──────── DOCUMENT EXTRACT
July 6, 2007

Mmmmm... Beer Fairy

Today was a ripping day at the office. At least, it ended up that way. Work has been kicking my ass cruelly over the past few weeks. There is no end in sight to boot. Everyone in the office has been mustering the gumption to endure a massive glut of work that has to be completed... like... yesterday dammitt! None of us really have much of a tether left to hold us together and most of us are looking for better, stronger glue at this point. As an example of how this is playing out, one of my colleagues collapsed at the office the other day. He's 29, strong, healthy, and a bit strapping. He was taken to the hospital: EKG, MRI, CAT, blood pressure shooting through the roof. The problem: too much stress, not enough sleep and nourishing food, and too much coffee (as if that's possible!). Grim.

Today, during the last couple of hours at the office, my boss made rounds to the staff's offices. When he stopped by mine, he handed over my mid-year bonus. Big smiles all around. I don't deserve it and we both know it but I'm going to spend that bitch like a mother fucker! Good times are here, my friends. By the time he was through touring the halls, the mood was high and productivity was on an upswing.
────────────────
EXERCISE INSTRUCTIONS >> Say whether each statement agrees with the office blog post, answering yes or no and quoting the words that decide it: 1. The colleague who collapsed at the office is 29. 2. The boss handed out the mid-year bonuses in the morning. 3. The writer believes the bonus was deserved.
──────── DATA
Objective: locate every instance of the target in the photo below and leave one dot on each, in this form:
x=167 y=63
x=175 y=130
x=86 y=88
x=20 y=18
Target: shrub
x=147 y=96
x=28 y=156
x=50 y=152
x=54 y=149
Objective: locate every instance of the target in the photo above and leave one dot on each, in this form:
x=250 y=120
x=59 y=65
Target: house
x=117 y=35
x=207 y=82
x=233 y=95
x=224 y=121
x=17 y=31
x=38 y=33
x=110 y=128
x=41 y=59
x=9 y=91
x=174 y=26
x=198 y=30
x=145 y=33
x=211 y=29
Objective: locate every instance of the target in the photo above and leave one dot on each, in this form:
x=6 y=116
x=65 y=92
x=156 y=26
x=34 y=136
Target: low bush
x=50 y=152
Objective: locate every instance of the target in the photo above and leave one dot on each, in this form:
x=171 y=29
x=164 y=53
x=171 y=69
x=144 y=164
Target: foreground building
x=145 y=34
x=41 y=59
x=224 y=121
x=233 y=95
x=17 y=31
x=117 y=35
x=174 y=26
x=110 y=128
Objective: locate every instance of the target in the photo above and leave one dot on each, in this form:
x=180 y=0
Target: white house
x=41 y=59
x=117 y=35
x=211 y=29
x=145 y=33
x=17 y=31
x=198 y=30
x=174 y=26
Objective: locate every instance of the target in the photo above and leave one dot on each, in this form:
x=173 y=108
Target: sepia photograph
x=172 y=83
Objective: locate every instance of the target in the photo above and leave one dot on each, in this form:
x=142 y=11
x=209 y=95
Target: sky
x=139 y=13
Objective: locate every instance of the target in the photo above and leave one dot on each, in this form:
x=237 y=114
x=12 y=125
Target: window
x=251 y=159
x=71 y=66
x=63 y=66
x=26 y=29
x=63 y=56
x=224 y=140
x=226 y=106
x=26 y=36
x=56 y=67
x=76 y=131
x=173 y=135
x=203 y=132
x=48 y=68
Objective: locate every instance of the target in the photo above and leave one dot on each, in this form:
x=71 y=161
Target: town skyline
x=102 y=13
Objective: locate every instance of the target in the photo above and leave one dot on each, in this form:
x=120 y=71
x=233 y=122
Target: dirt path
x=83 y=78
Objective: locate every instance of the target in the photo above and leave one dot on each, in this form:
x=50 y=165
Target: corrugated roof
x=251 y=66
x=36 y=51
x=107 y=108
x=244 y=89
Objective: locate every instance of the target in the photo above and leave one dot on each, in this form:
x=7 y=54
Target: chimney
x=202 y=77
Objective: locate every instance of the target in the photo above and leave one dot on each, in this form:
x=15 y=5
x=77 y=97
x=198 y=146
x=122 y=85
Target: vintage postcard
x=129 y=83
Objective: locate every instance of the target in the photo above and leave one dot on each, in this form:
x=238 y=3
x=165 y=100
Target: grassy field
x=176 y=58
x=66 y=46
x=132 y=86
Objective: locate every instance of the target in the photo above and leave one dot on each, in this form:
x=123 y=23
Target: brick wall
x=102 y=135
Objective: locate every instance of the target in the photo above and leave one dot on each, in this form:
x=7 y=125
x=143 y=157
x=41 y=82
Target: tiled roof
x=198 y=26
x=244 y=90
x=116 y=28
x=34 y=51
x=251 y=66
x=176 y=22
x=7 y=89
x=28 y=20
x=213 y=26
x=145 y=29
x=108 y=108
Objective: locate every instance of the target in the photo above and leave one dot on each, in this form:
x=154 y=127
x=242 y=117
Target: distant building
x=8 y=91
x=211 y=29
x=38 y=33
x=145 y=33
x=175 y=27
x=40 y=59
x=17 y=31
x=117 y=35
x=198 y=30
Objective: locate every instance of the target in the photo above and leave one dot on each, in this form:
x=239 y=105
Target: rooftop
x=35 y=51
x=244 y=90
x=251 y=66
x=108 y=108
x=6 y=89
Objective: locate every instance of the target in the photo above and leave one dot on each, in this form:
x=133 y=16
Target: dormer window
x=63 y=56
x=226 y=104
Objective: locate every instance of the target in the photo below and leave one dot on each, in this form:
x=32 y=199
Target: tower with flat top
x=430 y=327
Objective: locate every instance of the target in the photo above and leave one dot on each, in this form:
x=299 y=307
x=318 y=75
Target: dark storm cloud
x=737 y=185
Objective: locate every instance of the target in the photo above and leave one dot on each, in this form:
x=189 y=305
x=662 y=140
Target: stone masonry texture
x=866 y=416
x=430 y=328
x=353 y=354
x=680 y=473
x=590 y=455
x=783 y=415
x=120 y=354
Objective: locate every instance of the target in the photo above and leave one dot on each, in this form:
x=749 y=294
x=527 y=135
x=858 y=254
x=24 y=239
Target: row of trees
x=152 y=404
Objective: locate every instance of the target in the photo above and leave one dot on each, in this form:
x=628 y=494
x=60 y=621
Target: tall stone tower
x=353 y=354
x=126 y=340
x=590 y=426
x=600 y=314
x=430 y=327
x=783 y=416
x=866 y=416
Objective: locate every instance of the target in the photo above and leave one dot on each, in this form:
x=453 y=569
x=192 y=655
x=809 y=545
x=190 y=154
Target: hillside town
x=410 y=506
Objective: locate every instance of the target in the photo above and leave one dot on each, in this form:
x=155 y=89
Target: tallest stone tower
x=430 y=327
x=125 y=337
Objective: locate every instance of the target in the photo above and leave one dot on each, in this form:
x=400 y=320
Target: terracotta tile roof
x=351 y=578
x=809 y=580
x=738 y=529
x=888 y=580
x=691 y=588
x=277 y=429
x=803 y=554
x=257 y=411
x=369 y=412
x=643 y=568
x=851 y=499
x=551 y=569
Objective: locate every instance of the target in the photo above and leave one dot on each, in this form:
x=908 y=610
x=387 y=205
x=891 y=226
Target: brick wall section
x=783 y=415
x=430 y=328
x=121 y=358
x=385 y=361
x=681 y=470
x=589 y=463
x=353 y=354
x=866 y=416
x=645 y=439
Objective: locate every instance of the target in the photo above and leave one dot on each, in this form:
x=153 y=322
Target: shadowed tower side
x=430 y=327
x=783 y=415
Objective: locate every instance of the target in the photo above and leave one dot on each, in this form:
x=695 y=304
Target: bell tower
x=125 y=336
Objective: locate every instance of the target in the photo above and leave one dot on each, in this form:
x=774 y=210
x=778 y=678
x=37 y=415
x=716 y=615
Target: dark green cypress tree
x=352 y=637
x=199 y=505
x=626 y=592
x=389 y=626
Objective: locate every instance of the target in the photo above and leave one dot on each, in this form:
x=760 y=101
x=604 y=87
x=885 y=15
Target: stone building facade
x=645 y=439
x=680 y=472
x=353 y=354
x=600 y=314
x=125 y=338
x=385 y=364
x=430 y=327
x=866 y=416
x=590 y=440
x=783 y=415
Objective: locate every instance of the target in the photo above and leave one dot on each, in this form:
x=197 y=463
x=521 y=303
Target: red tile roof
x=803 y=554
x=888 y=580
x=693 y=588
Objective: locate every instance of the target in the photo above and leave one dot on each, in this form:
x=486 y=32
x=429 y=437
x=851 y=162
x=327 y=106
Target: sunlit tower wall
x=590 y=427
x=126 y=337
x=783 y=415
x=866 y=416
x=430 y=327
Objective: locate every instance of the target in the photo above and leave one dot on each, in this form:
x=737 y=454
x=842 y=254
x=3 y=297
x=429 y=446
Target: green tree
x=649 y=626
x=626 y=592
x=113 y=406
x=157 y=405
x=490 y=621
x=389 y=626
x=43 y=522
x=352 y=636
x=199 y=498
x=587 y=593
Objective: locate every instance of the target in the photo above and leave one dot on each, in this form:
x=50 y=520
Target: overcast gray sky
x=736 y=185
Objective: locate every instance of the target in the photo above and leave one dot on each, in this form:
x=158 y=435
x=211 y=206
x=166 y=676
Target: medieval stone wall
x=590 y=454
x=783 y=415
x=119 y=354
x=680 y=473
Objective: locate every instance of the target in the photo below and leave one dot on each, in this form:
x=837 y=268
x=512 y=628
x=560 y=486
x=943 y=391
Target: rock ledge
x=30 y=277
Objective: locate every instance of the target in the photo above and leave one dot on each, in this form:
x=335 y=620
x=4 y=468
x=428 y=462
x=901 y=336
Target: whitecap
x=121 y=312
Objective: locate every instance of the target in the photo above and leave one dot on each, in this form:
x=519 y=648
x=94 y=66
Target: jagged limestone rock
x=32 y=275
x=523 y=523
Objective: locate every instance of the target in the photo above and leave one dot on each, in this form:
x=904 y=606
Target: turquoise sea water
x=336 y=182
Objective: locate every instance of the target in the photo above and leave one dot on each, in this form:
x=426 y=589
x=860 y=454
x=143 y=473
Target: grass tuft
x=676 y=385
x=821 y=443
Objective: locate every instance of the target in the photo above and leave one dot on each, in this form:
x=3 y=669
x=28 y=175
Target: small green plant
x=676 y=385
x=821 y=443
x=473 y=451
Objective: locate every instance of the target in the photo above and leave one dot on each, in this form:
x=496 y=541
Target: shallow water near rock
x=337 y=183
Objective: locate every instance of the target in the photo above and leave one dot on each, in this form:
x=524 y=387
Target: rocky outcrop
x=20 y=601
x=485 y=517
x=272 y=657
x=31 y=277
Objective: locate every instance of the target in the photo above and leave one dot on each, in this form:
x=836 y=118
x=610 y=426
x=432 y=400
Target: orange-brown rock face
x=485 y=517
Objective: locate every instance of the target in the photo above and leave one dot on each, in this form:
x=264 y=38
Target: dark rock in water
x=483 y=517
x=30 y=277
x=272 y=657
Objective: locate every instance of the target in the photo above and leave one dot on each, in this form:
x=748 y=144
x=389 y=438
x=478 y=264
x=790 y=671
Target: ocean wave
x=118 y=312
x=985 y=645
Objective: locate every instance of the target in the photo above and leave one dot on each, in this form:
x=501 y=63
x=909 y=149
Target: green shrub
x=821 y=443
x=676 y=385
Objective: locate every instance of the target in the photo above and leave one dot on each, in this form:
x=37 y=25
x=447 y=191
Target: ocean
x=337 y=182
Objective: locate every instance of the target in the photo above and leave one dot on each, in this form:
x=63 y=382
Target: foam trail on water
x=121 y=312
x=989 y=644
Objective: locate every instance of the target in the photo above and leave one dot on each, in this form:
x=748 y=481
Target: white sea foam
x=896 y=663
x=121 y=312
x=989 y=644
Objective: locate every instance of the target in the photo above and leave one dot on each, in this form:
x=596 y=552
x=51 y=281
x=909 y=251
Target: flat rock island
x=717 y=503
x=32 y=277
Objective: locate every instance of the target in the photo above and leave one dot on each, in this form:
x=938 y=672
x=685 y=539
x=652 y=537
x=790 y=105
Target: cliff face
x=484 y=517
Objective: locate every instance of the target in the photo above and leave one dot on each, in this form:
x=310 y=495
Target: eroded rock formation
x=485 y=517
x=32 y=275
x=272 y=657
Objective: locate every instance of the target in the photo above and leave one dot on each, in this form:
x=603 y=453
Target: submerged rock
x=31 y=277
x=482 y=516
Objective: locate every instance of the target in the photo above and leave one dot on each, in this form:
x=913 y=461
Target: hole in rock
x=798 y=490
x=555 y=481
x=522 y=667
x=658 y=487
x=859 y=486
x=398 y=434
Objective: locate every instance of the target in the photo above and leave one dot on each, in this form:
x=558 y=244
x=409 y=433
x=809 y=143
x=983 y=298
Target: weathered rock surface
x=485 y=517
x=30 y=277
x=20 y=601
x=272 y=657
────────────────
RESPONSE TO THIS EXERCISE >>
1. Yes: "He's 29, strong, healthy, and a bit strapping."
2. No: "Today, during the last couple of hours at the office, my boss made rounds to the staff's offices."
3. No: "I don't deserve it and we both know it"